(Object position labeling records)
▶

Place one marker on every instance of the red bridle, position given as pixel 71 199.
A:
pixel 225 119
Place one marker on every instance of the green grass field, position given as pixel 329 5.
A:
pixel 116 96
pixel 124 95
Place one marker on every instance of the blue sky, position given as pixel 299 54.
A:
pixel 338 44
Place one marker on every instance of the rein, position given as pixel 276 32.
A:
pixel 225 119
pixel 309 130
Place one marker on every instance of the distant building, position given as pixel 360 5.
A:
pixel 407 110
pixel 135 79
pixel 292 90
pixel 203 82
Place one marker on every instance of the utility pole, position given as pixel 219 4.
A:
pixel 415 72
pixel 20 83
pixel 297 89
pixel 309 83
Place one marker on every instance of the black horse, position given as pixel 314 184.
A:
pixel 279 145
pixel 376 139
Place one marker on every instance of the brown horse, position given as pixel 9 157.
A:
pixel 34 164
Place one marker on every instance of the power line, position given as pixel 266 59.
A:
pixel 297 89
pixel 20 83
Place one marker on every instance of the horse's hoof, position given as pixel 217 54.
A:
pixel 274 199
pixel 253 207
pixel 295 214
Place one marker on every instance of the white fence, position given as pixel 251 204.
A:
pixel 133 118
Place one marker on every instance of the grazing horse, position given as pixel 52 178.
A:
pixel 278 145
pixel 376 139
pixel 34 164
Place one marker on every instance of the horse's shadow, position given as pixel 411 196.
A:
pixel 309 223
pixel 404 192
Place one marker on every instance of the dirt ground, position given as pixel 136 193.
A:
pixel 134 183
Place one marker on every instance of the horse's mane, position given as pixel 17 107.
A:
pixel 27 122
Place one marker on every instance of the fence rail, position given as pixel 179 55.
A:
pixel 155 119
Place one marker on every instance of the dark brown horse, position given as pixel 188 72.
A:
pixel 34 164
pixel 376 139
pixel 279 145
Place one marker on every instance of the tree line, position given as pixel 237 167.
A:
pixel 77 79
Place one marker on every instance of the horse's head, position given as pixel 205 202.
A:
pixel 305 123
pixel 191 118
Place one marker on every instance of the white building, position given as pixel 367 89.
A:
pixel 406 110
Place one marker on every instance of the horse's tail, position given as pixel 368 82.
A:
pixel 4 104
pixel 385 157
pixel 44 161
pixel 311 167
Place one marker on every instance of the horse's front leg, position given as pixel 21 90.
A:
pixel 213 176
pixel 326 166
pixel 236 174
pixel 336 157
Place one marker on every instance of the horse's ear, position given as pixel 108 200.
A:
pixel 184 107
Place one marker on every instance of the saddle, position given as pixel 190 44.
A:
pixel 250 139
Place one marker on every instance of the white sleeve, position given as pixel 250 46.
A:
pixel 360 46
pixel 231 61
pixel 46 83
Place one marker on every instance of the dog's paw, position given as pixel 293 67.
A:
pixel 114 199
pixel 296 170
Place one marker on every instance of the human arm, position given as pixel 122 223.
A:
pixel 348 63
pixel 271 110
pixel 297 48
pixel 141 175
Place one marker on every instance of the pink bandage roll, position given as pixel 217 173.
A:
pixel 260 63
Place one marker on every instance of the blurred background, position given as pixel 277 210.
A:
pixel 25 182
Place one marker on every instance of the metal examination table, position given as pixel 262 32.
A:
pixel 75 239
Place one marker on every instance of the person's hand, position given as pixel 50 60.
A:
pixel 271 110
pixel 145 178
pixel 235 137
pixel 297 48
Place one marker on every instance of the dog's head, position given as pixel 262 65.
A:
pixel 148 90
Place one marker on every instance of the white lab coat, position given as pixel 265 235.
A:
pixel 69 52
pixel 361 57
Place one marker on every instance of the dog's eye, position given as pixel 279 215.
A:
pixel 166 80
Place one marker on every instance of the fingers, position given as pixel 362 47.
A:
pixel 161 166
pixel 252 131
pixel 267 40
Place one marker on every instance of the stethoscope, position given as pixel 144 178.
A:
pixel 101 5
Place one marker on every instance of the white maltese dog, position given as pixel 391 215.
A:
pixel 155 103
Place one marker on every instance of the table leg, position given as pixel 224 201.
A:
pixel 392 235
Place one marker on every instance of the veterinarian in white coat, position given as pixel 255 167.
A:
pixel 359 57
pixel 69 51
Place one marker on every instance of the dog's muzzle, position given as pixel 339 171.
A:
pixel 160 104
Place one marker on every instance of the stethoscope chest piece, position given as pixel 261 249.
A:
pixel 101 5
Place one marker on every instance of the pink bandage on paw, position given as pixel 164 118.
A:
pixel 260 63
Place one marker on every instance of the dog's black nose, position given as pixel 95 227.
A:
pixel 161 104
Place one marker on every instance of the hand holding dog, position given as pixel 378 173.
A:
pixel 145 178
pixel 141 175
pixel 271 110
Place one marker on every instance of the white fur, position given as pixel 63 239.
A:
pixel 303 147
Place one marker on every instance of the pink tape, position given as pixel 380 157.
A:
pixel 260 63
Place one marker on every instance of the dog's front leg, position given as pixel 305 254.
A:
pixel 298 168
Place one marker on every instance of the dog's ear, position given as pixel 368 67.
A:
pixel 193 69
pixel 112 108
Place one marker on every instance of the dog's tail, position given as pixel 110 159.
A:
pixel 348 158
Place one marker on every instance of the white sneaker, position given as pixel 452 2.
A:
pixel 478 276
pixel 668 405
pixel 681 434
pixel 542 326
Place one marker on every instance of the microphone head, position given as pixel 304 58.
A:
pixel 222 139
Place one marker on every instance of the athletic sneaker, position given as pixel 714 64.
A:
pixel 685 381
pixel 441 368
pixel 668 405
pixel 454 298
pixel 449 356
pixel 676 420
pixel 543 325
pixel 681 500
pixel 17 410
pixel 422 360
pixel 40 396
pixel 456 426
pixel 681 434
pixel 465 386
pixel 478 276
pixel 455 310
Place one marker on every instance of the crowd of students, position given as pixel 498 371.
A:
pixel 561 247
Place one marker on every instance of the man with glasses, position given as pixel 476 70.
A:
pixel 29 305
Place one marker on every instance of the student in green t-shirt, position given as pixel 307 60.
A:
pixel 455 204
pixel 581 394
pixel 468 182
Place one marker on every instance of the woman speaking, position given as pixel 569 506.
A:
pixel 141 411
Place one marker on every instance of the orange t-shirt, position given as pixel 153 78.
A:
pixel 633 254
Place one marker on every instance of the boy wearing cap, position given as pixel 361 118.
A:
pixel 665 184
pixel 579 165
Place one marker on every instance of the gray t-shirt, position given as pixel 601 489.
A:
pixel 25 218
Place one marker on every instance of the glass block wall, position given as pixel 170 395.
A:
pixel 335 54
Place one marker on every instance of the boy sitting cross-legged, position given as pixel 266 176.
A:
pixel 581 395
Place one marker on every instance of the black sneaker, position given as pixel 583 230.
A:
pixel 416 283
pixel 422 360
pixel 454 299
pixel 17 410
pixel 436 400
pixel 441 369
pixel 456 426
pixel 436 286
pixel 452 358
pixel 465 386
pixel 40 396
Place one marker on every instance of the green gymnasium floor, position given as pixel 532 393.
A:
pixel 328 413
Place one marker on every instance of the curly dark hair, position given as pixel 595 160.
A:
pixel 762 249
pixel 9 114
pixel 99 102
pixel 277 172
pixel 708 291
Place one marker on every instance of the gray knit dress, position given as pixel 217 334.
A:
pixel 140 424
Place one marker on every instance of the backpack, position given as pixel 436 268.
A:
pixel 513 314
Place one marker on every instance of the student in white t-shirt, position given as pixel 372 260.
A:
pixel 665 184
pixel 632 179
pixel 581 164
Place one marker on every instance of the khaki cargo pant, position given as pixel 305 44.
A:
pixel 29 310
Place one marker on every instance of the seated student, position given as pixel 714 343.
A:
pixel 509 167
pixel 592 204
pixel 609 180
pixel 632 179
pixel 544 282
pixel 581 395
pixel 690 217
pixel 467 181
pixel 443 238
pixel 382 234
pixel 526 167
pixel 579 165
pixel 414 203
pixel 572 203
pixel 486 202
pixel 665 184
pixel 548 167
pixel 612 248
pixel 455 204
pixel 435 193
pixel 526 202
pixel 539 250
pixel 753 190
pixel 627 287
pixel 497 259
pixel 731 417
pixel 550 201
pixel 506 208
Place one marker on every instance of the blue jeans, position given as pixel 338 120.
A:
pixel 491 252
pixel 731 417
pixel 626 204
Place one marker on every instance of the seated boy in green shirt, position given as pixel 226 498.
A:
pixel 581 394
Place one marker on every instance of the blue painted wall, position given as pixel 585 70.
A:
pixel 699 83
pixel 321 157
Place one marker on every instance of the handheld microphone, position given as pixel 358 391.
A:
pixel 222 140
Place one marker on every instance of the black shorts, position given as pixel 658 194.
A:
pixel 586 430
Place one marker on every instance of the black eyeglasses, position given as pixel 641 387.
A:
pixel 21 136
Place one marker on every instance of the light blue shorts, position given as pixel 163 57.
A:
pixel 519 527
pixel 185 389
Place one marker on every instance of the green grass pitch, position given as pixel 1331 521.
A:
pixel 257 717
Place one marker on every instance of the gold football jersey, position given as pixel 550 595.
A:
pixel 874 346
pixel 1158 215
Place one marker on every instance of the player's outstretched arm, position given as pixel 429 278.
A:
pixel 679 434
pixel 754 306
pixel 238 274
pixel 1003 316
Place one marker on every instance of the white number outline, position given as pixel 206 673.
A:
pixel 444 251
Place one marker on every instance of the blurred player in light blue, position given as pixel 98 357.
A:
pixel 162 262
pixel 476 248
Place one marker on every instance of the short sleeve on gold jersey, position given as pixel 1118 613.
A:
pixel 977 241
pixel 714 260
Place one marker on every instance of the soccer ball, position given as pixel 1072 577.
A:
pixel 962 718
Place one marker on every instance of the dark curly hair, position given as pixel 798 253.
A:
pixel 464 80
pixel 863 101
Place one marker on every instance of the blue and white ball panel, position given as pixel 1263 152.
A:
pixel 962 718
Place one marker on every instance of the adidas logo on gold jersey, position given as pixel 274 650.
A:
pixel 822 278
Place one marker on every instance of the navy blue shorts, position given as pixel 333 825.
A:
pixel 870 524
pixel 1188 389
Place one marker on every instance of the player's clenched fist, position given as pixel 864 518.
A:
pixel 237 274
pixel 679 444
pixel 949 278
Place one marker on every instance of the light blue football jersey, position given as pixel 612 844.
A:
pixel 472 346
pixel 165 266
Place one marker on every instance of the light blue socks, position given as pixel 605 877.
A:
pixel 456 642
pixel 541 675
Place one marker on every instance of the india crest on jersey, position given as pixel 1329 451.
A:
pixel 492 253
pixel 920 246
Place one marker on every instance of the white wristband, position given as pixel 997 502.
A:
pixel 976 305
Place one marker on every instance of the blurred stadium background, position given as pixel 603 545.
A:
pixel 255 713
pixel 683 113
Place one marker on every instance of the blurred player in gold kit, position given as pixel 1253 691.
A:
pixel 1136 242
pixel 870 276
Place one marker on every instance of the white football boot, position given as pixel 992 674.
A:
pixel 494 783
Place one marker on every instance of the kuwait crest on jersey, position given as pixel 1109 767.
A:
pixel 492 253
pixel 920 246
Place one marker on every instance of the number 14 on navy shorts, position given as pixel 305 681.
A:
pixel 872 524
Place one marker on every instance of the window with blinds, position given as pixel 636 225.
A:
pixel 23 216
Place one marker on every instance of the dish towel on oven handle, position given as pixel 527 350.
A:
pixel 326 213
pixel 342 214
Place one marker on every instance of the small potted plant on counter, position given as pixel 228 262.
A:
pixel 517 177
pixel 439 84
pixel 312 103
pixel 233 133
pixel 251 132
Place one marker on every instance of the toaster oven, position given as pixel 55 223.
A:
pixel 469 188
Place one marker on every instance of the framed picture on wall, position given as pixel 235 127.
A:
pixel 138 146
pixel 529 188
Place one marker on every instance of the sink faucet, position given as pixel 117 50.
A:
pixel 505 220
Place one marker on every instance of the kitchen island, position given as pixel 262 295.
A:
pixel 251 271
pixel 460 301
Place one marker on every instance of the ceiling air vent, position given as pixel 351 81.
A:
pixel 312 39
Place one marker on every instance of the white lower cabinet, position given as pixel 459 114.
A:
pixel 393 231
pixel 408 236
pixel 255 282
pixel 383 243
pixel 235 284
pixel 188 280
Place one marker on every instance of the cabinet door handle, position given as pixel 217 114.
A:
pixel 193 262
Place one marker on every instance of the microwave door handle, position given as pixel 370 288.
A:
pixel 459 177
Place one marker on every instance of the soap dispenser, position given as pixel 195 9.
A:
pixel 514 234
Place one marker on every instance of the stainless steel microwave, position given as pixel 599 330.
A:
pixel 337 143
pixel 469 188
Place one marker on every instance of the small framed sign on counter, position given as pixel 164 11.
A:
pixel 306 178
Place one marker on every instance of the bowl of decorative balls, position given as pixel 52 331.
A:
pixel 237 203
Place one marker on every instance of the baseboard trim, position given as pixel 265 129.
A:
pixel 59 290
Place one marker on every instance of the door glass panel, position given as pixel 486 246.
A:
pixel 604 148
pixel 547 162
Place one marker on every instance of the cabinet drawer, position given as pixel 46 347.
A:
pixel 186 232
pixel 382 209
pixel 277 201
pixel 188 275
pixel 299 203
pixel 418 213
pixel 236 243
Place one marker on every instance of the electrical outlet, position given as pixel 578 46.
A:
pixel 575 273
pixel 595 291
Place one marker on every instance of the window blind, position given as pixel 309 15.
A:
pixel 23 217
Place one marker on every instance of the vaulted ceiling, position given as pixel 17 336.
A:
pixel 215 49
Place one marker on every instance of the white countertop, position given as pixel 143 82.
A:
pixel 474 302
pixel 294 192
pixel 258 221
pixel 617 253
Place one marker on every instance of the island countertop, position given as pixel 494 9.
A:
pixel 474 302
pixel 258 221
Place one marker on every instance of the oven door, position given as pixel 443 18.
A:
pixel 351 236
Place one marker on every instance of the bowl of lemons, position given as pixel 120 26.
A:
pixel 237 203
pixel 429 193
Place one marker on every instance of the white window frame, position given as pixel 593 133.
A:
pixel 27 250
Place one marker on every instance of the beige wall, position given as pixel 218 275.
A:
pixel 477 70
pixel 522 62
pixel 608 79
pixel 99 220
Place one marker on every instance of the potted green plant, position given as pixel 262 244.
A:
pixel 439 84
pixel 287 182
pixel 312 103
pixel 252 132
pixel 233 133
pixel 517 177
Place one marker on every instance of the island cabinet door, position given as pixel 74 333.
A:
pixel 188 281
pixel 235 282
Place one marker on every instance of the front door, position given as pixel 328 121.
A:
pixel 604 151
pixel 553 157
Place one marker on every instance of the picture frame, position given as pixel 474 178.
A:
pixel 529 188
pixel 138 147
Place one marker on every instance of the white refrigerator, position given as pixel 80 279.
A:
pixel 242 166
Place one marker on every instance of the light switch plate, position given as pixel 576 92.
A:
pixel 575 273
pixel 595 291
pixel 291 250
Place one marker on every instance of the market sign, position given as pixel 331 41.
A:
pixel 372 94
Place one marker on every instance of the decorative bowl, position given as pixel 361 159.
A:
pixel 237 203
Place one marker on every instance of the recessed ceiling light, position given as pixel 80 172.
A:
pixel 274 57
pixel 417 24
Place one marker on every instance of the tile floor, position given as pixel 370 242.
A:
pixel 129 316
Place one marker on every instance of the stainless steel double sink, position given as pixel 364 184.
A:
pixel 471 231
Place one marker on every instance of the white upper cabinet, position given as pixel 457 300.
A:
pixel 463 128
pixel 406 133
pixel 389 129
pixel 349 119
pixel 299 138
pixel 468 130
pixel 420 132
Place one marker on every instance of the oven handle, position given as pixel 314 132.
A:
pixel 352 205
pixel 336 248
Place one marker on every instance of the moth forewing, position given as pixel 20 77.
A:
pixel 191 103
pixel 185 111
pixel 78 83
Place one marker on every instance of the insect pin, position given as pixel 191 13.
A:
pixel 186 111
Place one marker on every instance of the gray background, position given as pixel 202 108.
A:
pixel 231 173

◀

▶ _TASK PROMPT_: Recast the lines of the records from the one containing "Place one marker on every instance of the vaulted" through the one containing "pixel 138 147", both included, as a JSON list of strings with one string per line and any blank lines omitted.

▶ _COMPLETED TASK_:
[
  "Place one marker on every instance of the vaulted ceiling, position given as pixel 17 336.",
  "A:",
  "pixel 215 49",
  "Place one marker on every instance of the white countertop, position given as pixel 143 82.",
  "A:",
  "pixel 474 302",
  "pixel 294 192",
  "pixel 258 221",
  "pixel 617 253",
  "Place one marker on every instance of the island countertop, position given as pixel 494 9.",
  "A:",
  "pixel 474 302",
  "pixel 258 221",
  "Place one marker on every instance of the oven door, position given as pixel 443 18.",
  "A:",
  "pixel 351 236",
  "Place one marker on every instance of the bowl of lemons, position given as pixel 120 26.",
  "A:",
  "pixel 237 203",
  "pixel 429 193",
  "Place one marker on every instance of the white window frame, position given as pixel 593 133.",
  "A:",
  "pixel 27 250",
  "Place one marker on every instance of the beige wall, position given as pixel 218 275.",
  "A:",
  "pixel 477 70",
  "pixel 522 62",
  "pixel 608 79",
  "pixel 99 220",
  "Place one marker on every instance of the potted green plant, position given as pixel 262 244.",
  "A:",
  "pixel 439 84",
  "pixel 287 182",
  "pixel 312 103",
  "pixel 252 132",
  "pixel 233 133",
  "pixel 517 177",
  "Place one marker on every instance of the island cabinet door, position given as pixel 74 333.",
  "A:",
  "pixel 188 281",
  "pixel 235 282",
  "Place one marker on every instance of the front door, position given as pixel 328 121.",
  "A:",
  "pixel 604 151",
  "pixel 553 157",
  "Place one marker on every instance of the picture frame, position given as pixel 474 178.",
  "A:",
  "pixel 529 188",
  "pixel 138 147"
]